#### [THE INPUT]
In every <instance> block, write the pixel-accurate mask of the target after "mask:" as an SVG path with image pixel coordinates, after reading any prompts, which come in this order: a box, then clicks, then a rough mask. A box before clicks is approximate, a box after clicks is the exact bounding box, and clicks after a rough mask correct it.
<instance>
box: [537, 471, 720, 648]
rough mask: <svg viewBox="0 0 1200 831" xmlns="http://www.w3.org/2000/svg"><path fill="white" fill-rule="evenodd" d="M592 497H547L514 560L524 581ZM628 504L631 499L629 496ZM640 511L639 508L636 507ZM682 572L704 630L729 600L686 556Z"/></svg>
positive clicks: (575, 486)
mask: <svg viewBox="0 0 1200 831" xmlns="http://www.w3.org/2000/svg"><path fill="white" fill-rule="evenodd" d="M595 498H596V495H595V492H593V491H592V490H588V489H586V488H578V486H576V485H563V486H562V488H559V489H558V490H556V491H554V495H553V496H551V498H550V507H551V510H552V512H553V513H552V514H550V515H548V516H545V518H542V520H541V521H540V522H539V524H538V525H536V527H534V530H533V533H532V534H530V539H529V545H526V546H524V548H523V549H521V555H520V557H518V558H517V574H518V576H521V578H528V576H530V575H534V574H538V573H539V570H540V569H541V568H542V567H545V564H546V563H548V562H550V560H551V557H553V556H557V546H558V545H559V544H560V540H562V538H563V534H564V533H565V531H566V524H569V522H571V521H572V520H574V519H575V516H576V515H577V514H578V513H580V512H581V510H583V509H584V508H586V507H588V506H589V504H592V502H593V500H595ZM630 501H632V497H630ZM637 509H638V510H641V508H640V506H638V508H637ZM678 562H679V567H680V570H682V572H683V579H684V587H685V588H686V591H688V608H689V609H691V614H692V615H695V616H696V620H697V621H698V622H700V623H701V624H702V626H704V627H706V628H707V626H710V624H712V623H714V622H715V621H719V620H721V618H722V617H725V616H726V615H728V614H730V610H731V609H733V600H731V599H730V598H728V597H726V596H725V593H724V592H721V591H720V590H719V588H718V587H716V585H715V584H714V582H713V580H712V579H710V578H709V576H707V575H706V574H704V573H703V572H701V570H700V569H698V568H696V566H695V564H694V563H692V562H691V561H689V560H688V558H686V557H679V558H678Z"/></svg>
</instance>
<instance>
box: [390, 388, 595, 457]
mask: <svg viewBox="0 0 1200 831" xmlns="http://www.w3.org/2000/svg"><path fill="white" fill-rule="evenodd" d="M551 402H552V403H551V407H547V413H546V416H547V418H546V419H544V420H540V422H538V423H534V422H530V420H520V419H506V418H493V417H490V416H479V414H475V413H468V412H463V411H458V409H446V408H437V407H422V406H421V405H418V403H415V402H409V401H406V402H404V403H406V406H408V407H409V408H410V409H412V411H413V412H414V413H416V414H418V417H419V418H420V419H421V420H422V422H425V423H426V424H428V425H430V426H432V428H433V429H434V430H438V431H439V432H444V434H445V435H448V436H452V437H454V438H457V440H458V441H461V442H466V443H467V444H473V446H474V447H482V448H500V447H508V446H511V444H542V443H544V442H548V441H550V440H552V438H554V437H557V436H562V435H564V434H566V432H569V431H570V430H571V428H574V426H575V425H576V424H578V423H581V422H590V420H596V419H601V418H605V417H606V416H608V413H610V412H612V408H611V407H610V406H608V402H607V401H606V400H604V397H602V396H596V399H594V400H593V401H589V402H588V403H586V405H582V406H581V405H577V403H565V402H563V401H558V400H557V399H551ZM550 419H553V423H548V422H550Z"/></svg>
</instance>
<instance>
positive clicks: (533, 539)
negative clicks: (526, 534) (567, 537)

#### [WHAT IS BEING ASKED]
The complete listing is needed again, with each line reproduced exactly.

#### [SOLUTION BELOW]
In every <instance> block, write the pixel-accurate mask of the target after "mask:" as an SVG path with image pixel coordinates, after reading any prompts, which come in this order: a box, then clicks, then a rough mask. A box before clicks is approximate, a box after clicks is the exact bounding box, and clicks after a rough mask correct it.
<instance>
box: [537, 471, 720, 648]
rough mask: <svg viewBox="0 0 1200 831" xmlns="http://www.w3.org/2000/svg"><path fill="white" fill-rule="evenodd" d="M592 497H547L514 560L524 581ZM628 504L631 499L629 496ZM640 511L639 508L636 507ZM682 572L704 630L729 600L686 556Z"/></svg>
positive clicks: (575, 486)
mask: <svg viewBox="0 0 1200 831" xmlns="http://www.w3.org/2000/svg"><path fill="white" fill-rule="evenodd" d="M595 498H596V495H595V492H593V491H592V490H588V489H586V488H578V486H576V485H563V486H562V488H559V489H558V490H556V491H554V495H553V496H551V498H550V507H551V510H552V512H553V513H552V514H550V515H548V516H545V518H542V520H541V521H540V522H539V524H538V525H536V527H534V530H533V533H532V534H530V539H529V545H526V546H524V548H523V549H521V555H520V557H518V558H517V574H518V576H521V578H528V576H530V575H534V574H538V573H539V570H540V569H541V568H542V567H545V564H546V563H548V562H550V560H551V557H553V556H557V546H558V545H559V544H560V540H562V538H563V534H564V533H565V531H566V524H569V522H571V521H572V520H574V519H575V516H576V515H577V514H578V513H580V512H581V510H583V509H584V508H586V507H588V506H589V504H592V502H593V500H595ZM630 501H632V497H630ZM637 509H638V510H641V508H640V506H638V508H637ZM678 562H679V567H680V570H682V572H683V579H684V587H685V588H686V591H688V608H689V609H691V614H692V615H695V616H696V620H697V621H698V622H700V623H701V624H702V626H704V627H706V628H707V626H710V624H712V623H714V622H715V621H719V620H721V618H722V617H725V616H726V615H728V614H730V610H731V609H733V600H731V599H730V598H728V597H726V596H725V593H724V592H721V591H720V590H719V588H718V587H716V585H715V584H714V582H713V580H712V579H710V578H709V576H707V575H706V574H704V573H703V572H701V570H700V569H698V568H696V566H695V564H694V563H692V562H691V561H689V560H688V558H686V557H679V558H678Z"/></svg>
</instance>
<instance>
box: [390, 388, 595, 457]
mask: <svg viewBox="0 0 1200 831" xmlns="http://www.w3.org/2000/svg"><path fill="white" fill-rule="evenodd" d="M551 402H552V403H551V407H547V413H546V416H547V418H546V419H544V420H540V422H538V423H534V422H530V420H520V419H506V418H493V417H490V416H479V414H475V413H468V412H463V411H458V409H446V408H437V407H422V406H421V405H418V403H415V402H409V401H406V402H404V403H406V406H408V407H409V408H410V409H412V411H413V412H414V413H416V414H418V417H419V418H420V419H421V420H422V422H425V423H426V424H428V425H430V426H432V428H433V429H434V430H438V431H439V432H444V434H445V435H448V436H452V437H454V438H457V440H458V441H461V442H466V443H467V444H473V446H474V447H482V448H500V447H508V446H511V444H542V443H544V442H548V441H550V440H552V438H554V437H557V436H562V435H564V434H566V432H569V431H570V430H571V428H574V426H575V425H576V424H578V423H581V422H590V420H596V419H601V418H605V417H606V416H608V413H610V412H612V408H611V407H610V406H608V402H607V401H606V400H604V397H602V396H596V399H594V400H593V401H589V402H588V403H586V405H582V406H581V405H577V403H565V402H563V401H558V400H557V399H551ZM550 419H553V423H548V422H550Z"/></svg>
</instance>
<instance>
positive clicks: (533, 539)
negative clicks: (526, 534) (567, 537)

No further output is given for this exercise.